## Entries provided
......
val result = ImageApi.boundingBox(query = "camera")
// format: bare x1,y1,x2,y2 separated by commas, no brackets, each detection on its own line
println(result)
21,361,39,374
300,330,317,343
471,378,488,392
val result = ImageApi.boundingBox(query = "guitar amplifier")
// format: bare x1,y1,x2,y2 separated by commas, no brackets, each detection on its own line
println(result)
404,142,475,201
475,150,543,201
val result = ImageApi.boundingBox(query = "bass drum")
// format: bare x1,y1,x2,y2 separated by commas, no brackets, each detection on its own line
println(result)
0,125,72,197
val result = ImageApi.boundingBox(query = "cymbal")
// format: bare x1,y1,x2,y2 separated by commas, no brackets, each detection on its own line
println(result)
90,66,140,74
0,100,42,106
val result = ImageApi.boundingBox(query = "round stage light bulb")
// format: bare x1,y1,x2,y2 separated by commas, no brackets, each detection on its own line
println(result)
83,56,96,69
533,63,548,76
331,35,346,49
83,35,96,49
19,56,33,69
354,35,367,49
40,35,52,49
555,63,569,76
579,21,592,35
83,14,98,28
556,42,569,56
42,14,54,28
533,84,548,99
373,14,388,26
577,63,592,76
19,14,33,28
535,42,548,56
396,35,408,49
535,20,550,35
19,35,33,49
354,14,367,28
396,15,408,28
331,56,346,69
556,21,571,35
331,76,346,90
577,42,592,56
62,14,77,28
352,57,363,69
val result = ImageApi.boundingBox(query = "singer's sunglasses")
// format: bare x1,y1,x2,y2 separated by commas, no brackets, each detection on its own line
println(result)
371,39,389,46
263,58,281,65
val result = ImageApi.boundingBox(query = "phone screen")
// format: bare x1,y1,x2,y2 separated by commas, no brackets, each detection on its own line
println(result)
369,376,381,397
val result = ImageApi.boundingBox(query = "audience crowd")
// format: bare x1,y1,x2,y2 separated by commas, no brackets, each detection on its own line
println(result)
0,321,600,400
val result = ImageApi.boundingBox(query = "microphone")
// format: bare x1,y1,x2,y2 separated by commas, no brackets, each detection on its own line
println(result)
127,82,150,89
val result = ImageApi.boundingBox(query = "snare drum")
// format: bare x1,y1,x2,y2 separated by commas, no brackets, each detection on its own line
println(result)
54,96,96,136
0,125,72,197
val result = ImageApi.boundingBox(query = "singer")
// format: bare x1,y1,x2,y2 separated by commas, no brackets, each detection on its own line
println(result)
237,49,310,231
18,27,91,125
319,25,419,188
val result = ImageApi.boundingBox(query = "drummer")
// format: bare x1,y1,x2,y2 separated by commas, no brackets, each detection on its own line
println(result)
......
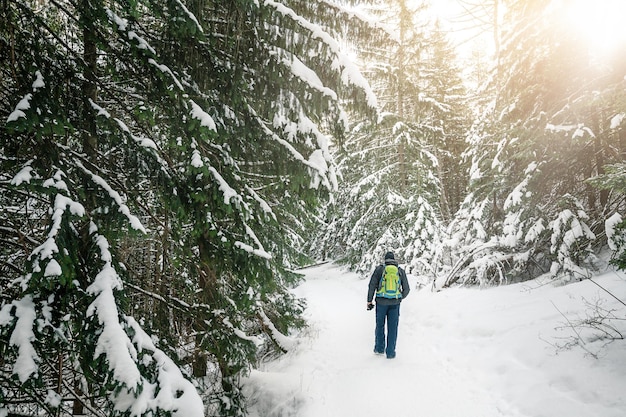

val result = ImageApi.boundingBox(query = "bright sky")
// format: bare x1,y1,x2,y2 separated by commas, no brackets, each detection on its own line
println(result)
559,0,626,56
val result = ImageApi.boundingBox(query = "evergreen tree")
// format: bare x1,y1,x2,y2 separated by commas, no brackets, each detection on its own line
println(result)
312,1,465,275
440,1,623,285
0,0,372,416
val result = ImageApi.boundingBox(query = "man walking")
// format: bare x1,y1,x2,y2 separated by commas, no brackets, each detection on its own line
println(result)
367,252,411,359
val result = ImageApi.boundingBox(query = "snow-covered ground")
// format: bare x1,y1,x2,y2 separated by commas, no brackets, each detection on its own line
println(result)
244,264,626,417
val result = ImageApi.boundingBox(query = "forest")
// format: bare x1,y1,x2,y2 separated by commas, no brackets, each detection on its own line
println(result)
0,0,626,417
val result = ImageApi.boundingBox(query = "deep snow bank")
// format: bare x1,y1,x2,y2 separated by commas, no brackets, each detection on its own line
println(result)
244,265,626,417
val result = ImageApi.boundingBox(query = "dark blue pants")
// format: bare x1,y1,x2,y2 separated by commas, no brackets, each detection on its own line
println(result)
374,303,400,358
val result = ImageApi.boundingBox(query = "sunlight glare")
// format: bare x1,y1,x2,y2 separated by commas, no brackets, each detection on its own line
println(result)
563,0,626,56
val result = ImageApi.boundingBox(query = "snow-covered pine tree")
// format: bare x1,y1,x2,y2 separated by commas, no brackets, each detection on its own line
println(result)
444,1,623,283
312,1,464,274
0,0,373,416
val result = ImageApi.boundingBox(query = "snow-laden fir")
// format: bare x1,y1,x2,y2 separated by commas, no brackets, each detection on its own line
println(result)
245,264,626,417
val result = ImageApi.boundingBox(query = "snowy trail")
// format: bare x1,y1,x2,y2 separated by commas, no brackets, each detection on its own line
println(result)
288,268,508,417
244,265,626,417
......
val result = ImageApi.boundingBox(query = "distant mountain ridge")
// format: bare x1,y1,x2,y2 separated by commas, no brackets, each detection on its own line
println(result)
......
## Set exercise
Count the lines in the entries above that contain the word "covered", and give only that number.

## Exercise solution
2